[PROVIDED PASSAGE]
Skip to content

Feature: Automated Data Snapshot Copy for Preview/Staging Environments

Documentation

Document Description
README.md (this file) Feature brief and high-level strategy
App-of-Apps Architecture ArgoCD App-of-Apps pattern with full auto-sync
Implementation Spec Detailed implementation specification
Edge Case Analysis Analysis of edge cases and scenarios
MongoDB Permissions Permission model reference

Overview

Automate the copying of production data snapshots to preview and staging databases, with the data source policy configurable via PR description. This enables developers to test features against realistic production data while maintaining isolation and data safety.

Problem Statement

Current State:

  • Preview environments use DatabaseSeeder with hardcoded sample data (5 projects, ~100 studies)
  • Staging environment has no standardized data population strategy
  • No mechanism to test against production-like data volumes or structures
  • Developers cannot reproduce production bugs that depend on specific data patterns
  • Real-world edge cases (large projects, complex annotations) are not represented in test data

Impact:

  • Features may work in preview but fail in production with real data
  • Performance issues only discovered after production deployment
  • Bug reproduction requires manual data manipulation
  • No confidence that migrations will work on production data patterns

Goals

  1. Production Snapshot Capture: Automated periodic snapshots of production data
  2. Policy-Based Data Source: PR description config to choose data source (seed, snapshot, staging)
  3. Data Anonymization: PII masking when restoring production data to non-production environments
  4. Staging Refresh: Ability to refresh staging with anonymized production snapshot
  5. Selective Restore: Choose which collections/data subsets to restore

Non-Goals

  • Real-time data replication (too complex, unnecessary for testing)

[ACTIONS TO TAKE]
a – According to the snapshot copy feature brief, what do preview environments currently use to populate their data?
b – List every goal named under "Goals" in the snapshot copy feature brief.
c – For each statement, say whether it agrees with the snapshot copy feature brief. Quote the words that decide it.
(i) The staging environment already follows a standardized strategy for populating data.
(ii) Personal information is to be masked when production data is restored to non-production environments.
(iii) Real-time data replication is among the feature's goals.

[DATA EXTRACT]
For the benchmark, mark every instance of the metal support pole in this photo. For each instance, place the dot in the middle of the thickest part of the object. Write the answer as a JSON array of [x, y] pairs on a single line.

[TASK-BY-TASK OUTPUTS]
a – DatabaseSeeder with hardcoded sample data (5 projects, ~100 studies).

b –
1. Production Snapshot Capture
2. Policy-Based Data Source
3. Data Anonymization
4. Staging Refresh
5. Selective Restore

c –
(i) No: "Staging environment has no standardized data population strategy"
(ii) Yes: "PII masking when restoring production data to non-production environments"
(iii) No: it appears under Non-Goals: "Real-time data replication (too complex, unnecessary for testing)"